Задание:
Ответьте по исходному фрагменту:
1. Что висело над постелью бабушки?
2. По каким предметам автор получил годовые двойки в десятом классе?
3. Откуда переехал в Москву учитель литературы?

Исходный фрагмент:
Примерно года через четыре после смерти деда скончалась и его первая жена (я еще ее помню, она приходила к нам «сидеть со мной»), прошептав перед смертью: «Ухожу к Моисею». Вторая жена, моя бабушка, хранила его память, окружив себя разными геологическими стразами, привозимыми некогда дедом, а над ее постелью висел огромный портрет-фотография деда. Иными словами, деду дважды повезло найти спутниц, бывших по моим понятиям иновоплощением вечной женственности.
Как положено, теперь есть преамбула к тексту, чтобы расставить фигуры шахматно-словесной партии и понять причину моего попадания в Молдавию в возрасте семнадцати лет. Но есть еще одна преамбула. Я окончил десятый класс (тогда ввели как раз одиннадцатилетку) с двумя двойками в году — по литературе и русскому языку — и годовой тройкой по поведению. Годовой тройки по поведению не было в тот год ни у кого из самого отпетого школьного сброда. Школьная шпана, не понимая, в чем дело, все же с того момента здоровалась со мной за руку. Чтобы читатель не подумал чего плохого об авторе, могу признаться, что виной был роман с девушкой старше меня на год — роман, который весьма отвлекал меня от школьных занятий. Было много прогулов. Но это бы могло еще сойти с рук, во всяком случае, педагоги ограничились бы четверкой, но на беду на меня, точнее на мою независимость, раздражался учитель литературы Юлий Анатольевич Халфин, влепивший мне две двойки по русской литературе и русскому языку. Причина была элементарна. Переехавший в Москву из Черновцов (ох и велика была страна!) учитель, требовавший от учеников самостоятельности, слишком большую независимость не перенес. Как всегда в таких случаях, чтобы подавить инакомысла, он не только ставил за все мои ответы и сочинения двойки, но начал постоянно твердить, что я в русской литературе ничего не понимаю и никогда не пойму, что это он мне предрекает. Ну и т.д. Перед тем как публично объявить о моих двойках (в классе все были уверены, что литературу я знаю не хуже преподавателя, — школьная солидарность), иронически ухмыльнувшись, Юлий сказал, что слышал, будто я собираюсь стать писателем. «Вот истинную цену твоим писаниям мы и выявили в начале твоего пути. Ничего из тебя не выйдет. А когда тебе будут возвращать рукописи, вспомни мой урок». Действительно, рукописи мне возвращали часто за их необщее выражение. Впрочем, и печатали тоже неохотно весьма, хотя и хвалебных слов я тоже слышал немало от людей весьма достойных.

Записанные сведения:
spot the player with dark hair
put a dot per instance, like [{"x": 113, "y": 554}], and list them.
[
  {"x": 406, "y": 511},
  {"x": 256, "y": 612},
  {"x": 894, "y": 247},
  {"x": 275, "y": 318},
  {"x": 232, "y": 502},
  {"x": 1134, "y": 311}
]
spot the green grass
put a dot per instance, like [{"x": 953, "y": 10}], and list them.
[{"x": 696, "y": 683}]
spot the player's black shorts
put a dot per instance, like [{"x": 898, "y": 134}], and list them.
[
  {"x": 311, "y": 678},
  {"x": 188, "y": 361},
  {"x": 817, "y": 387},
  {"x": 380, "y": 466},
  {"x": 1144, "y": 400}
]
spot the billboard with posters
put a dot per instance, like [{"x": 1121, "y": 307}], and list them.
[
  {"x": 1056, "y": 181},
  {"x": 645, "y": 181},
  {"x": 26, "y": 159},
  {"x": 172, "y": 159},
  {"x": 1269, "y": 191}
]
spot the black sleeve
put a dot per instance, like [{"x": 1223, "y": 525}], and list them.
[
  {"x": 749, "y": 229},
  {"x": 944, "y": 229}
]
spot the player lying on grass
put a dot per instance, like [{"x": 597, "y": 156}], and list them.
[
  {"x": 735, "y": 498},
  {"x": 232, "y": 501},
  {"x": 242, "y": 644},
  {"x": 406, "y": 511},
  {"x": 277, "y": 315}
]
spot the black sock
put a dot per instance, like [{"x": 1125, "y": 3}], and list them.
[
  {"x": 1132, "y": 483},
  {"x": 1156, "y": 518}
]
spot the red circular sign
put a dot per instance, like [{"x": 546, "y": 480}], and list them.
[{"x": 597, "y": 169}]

Ответ:
1. Огромный портрет-фотография деда.
2. По литературе и русскому языку.
3. Из Черновцов.